*Text block*

Date of Award


Document Type


Degree Name

Master of Science (MS)


Department of Family and Consumer Sciences

First Advisor

Julie R. Schumacher


Fruits and vegetables are an important part of our diet, yet few individuals consume the recommended amounts. Incorporating produce in our diet provides many necessary nutrients and may aid in decreasing the risk of chronic disease, controlling obesity and improving mental functioning. In an attempt to increase intake, a program was created to provide fresh fruits and vegetables on a weekly basis to an Illinois State University population for eight weeks. Participants chose from three sizes of produce bags and were supplied with seven different types of fruits and vegetables each week. Dietetic interns performed the planning, ordering, organizing and preparing of the produce for participants to pick up as well as managing volunteers to help with the process. The purpose of this quantitative study was to test whether the program would increase the consumption of fruits and vegetables for its participants or otherwise change the behavior of the participants regarding fruits and vegetables. While individuals who were involved in the fruit and vegetable program had an increase in both fruit and vegetable consumption, those increases were not significant. The study also found insignificant increases in intake of vitamin-rich vegetables (defined as broccoli, Brussels sprouts, carrots, collards, kale, red pepper, spinach, sweet potatoes and winter squash) and leafy green vegetables (defined as collards, kale, mustard greens, romaine lettuce, spinach, or Swiss chard). After the study, participants were significantly more likely to consume a lunch or dinner meal containing grains, vegetables or beans but little or no meat, poultry, fish, eggs or cheese. An improvement in the healthy quality of participant's diets (based on the total points available in the survey) was observed after the program, but it was not significant. Data from Likert-style healthy eating behavior questions were also analyzed using principal component analysis with varimax rotation. Participants perceived that they increased fruit and vegetable consumption and improved their healthy eating behaviors while involved in the program.

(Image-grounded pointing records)
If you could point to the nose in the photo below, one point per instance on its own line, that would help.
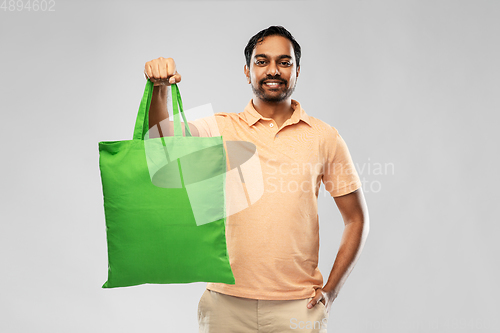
(272, 69)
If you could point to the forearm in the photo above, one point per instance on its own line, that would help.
(351, 245)
(158, 111)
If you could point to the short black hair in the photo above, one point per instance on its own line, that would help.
(271, 31)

*What to do*
Please state how many weeks the abstract on the produce program says fresh fruits and vegetables were provided. These records have no connection to the abstract on the produce program.

*Exercise response*
Eight weeks.